>> start EXCERPT PROVIDED

Tour Buddy Apps is constantly thriving to build a better visitor experience. The new CEO of Tour Buddy Apps, Sarah Pounders sat down with the founder Yvonne Jouffrault on May 31, 2017 for a Facebook Live interview to get the inside scoop on how she created and launched her software development business for mobile app tours.
Watch the full interview above or read the transcript below. Hear the story of how Tour Buddy Apps was created and what led Jouffrault to launch a mobile app tour software development company.
Yvonne launched her company in 2010 in Savannah, Georgia. Her background is in finance and institutional real estate investment. However, she had always wanted to travel and explore new places and after moving to Savannah, Georgia in 2007, she became fascinated with Savannah’s history and walkable streets and squares. She created an original walking tour of Savannah with audio that visitors could listen to using MP3 players but as time progressed and the smart phone began to emerge, she realized the potential for a walking tour app.
Q: We would like to know, what inspired you to create Tour Buddy Apps? What idea did you have or need did you see that made you wanna create walking tours and mobile app tours?
A: I’ve always loved to travel and I’ve been around the world. One of my favorite things to do when I travel is go to museums and I always do the audio tour with the wand and you go through. I wanted to bring that concept outside. And I wanted to give people the opportunity to be able to walk around outside, and be outside, and have this basically rich interactive content overlaid on their physical environment. I see people everyday walking around downtown Savannah, they’re looking at a map… There’s a school of history and they don’t know any of that history because they’re just looking at their map and kind of just staring at all the beautiful houses, and trees, and landscape. I started Tour Buddy so that those visitors walking around experiencing destinations could actually understand what happened there and get all of that information, because they wanna know.
Q: So you started out with MP3 players but as time progressed, you moved into the smartphone. What lead you to that point?
A: MP3 players were obviously clunky and inconvenient. And that was right around the time when the iPhone had launched and apps were becoming popular, so it was a natural progression to take that content and put it on an iPhone, an app. An iPhone is something people had with them. And then we realized after the popularity of that first tour that at that point it was really hard to get iPhone apps built. There weren’t a lot of tools out there. You had to hire someone and just kind of take your chances that they were going to be able to produce something that people liked. I had the idea of creating a platform that would allow all destinations and cities around the world to build these apps easily and for a reasonable price. And something that was a good user experience that tourists and visitors would really enjoy using. And just create that platform so that all those destinations could put all their content into it easily, and then focus on creating good content instead of spending a lot of money, and time, and effort trying to create a technology.
Q: I think that with the popularity of apps sometimes people think, “Oh, well, I can just get a app created on my own,” and kinda have this app built. But you didn’t wanna just create apps. You created a website where people can upload their own content and make their own app. How easy to use is the website for the public?

>> end EXCERPT PROVIDED
>> start RECORDS

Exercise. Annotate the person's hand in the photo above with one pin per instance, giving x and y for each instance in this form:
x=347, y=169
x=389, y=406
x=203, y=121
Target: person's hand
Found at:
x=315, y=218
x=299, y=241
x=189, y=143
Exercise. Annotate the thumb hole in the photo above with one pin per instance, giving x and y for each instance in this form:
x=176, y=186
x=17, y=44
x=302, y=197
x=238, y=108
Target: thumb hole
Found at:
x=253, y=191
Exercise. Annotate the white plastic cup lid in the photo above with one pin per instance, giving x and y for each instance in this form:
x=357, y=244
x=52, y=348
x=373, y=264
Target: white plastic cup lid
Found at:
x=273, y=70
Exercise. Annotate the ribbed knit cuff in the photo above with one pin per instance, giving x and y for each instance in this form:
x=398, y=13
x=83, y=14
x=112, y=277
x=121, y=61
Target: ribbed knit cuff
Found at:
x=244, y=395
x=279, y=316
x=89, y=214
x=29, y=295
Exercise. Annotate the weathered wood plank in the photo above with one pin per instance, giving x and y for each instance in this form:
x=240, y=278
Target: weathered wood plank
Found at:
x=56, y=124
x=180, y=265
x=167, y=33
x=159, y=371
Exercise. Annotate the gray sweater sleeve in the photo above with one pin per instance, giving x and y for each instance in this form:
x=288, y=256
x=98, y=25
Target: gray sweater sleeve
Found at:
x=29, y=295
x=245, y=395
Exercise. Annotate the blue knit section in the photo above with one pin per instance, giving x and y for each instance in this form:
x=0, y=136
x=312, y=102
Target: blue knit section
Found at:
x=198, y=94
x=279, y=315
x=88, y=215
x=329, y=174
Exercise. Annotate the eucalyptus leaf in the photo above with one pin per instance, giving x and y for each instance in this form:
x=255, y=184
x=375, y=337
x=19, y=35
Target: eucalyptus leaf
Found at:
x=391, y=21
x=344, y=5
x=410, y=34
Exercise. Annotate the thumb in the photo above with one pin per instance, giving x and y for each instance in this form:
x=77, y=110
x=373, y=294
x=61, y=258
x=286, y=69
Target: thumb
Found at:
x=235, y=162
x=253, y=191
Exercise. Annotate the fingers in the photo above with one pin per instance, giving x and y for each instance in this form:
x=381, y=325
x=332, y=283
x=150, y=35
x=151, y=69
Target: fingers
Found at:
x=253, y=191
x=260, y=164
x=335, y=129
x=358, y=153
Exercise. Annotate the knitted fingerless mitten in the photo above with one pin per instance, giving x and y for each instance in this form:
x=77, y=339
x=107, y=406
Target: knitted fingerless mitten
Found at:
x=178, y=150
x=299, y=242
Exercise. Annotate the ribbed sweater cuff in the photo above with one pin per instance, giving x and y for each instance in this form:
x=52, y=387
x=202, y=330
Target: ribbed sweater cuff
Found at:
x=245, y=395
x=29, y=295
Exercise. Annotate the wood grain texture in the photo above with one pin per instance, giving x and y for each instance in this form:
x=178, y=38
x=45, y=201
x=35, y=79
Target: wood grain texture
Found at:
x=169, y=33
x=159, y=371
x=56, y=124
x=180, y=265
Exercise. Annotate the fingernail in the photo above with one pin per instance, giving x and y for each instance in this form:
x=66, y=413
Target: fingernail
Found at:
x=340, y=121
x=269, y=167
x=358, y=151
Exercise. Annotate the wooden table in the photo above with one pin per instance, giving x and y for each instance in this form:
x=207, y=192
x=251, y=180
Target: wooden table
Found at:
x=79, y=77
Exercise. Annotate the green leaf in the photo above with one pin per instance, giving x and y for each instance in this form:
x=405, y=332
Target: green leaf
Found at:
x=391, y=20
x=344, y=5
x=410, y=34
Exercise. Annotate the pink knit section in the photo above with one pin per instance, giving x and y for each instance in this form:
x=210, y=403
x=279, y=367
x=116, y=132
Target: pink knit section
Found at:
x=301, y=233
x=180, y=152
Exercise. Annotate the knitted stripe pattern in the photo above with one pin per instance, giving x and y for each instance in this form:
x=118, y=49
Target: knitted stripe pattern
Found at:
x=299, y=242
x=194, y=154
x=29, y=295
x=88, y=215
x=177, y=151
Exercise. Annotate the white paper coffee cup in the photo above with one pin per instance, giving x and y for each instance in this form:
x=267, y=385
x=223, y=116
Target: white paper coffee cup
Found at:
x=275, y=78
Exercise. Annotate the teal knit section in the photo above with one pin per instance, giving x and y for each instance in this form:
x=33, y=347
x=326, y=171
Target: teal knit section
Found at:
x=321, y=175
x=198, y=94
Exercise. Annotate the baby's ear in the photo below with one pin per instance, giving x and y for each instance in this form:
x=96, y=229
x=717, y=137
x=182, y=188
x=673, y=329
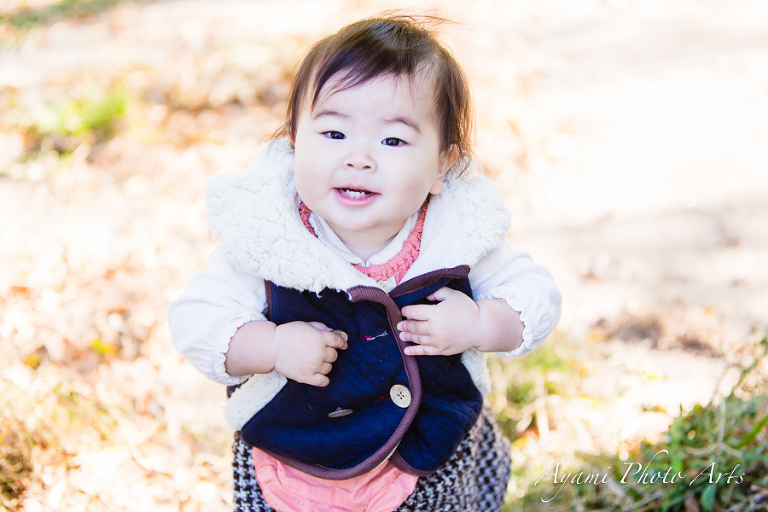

>> end RECORDS

INSTRUCTIONS TO FOLLOW:
Reproduce the passage of the Tour Buddy Apps interview that opens with the words "Q: We would" and closes with "mobile app tours?".

THE ANSWER:
Q: We would like to know, what inspired you to create Tour Buddy Apps? What idea did you have or need did you see that made you wanna create walking tours and mobile app tours?